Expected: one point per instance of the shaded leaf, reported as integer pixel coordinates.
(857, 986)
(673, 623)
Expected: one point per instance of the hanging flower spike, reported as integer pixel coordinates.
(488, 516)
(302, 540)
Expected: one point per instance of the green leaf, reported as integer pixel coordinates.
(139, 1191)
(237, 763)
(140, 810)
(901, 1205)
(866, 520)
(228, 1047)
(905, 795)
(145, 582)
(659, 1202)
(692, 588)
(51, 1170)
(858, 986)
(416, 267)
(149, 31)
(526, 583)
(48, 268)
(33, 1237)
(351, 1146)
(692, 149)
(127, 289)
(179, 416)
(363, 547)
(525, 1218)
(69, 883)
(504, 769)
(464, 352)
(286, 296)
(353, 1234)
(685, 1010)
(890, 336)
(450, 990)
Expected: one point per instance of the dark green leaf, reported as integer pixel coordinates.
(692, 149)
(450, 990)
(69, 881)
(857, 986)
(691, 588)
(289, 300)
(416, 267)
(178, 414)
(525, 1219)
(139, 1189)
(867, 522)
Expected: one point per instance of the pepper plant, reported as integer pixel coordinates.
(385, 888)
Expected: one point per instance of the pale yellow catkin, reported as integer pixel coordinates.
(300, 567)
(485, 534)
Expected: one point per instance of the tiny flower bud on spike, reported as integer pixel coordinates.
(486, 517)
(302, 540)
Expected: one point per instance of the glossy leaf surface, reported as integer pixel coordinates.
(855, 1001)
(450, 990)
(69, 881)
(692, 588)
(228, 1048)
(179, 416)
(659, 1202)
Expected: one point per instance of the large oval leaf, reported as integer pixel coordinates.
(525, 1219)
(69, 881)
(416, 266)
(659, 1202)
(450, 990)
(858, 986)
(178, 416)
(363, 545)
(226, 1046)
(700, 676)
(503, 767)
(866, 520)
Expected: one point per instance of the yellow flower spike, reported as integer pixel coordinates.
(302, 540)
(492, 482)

※ ※ ※

**ASSIGNMENT:** Each entry above, in full, should be output exactly as it reads.

**RESULT OF THE EXERCISE:**
Expected: one point per instance of the shaded leaf, reported as integer pixel coordinates.
(857, 986)
(673, 623)
Expected: one point per instance of the hanging flower spike, reported as integer pixel coordinates.
(488, 516)
(302, 540)
Expected: one point per instance of the green leaf, reported as integer pixel coordinates.
(139, 1191)
(237, 763)
(140, 810)
(901, 1205)
(866, 520)
(228, 1047)
(905, 795)
(145, 582)
(659, 1202)
(692, 588)
(51, 1170)
(858, 986)
(416, 267)
(149, 31)
(526, 583)
(48, 268)
(33, 1237)
(351, 1146)
(692, 149)
(127, 289)
(179, 416)
(363, 547)
(525, 1218)
(69, 883)
(504, 769)
(464, 352)
(286, 296)
(353, 1234)
(685, 1010)
(890, 336)
(450, 990)
Expected: one point per instance of the dark green leaf, reported as integer pixel coordinates.
(692, 149)
(450, 990)
(69, 881)
(857, 986)
(691, 588)
(289, 300)
(416, 267)
(178, 414)
(525, 1219)
(139, 1189)
(867, 522)
Expected: one point per instance of the pepper plant, reported as integer pixel coordinates.
(385, 888)
Expected: one point per instance of the pale yellow catkin, reported as integer pixel coordinates.
(300, 567)
(485, 534)
Expected: one point per instance of the tiny flower bud on spike, reported as integer pixel coordinates.
(486, 517)
(302, 540)
Expected: one point per instance of the glossy leaf surface, reported as integer pixel coordinates.
(855, 1001)
(450, 990)
(69, 881)
(692, 588)
(228, 1048)
(179, 416)
(659, 1202)
Expected: one point per instance of the large oval leaf, reported as integer pixel coordinates.
(525, 1219)
(69, 881)
(416, 266)
(659, 1202)
(450, 990)
(858, 986)
(178, 416)
(363, 545)
(226, 1046)
(700, 676)
(503, 767)
(866, 520)
Expected: one point per instance of the yellow flower spike, reported as integer pixel coordinates.
(302, 540)
(492, 482)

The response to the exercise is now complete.